§ Work instructions
Give back the line below containing "point(179, 226)" and every later line, exactly.

Saved entries:
---

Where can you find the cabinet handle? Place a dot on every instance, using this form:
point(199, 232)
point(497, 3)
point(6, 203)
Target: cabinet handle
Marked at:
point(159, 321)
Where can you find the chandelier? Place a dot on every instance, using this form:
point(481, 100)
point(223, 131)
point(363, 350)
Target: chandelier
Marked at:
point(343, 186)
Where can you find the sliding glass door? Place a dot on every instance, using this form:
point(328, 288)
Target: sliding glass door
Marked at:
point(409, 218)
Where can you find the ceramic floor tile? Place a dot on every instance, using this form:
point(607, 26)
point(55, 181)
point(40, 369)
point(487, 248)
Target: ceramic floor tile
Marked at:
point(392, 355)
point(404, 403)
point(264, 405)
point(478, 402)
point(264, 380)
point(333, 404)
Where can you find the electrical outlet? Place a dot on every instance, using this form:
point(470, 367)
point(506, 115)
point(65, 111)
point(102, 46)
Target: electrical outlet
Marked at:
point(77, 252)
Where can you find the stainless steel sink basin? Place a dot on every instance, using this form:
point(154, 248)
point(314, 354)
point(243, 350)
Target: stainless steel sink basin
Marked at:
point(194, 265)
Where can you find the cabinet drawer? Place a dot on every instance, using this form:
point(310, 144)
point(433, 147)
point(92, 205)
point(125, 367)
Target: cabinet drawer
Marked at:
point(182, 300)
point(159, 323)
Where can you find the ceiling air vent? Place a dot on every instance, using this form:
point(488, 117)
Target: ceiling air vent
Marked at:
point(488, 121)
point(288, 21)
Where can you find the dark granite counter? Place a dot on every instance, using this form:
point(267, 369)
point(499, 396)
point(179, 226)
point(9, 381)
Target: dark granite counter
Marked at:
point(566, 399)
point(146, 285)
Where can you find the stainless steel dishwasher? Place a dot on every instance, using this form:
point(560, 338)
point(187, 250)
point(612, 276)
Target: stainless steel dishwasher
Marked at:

---

§ Finished task
point(179, 226)
point(9, 381)
Target: dark granite counter
Marked at:
point(566, 399)
point(146, 285)
Where can you find the stainless steel dishwasher? Place a dot on every instance, using this form:
point(560, 338)
point(187, 250)
point(612, 276)
Target: stainless steel dishwasher
Marked at:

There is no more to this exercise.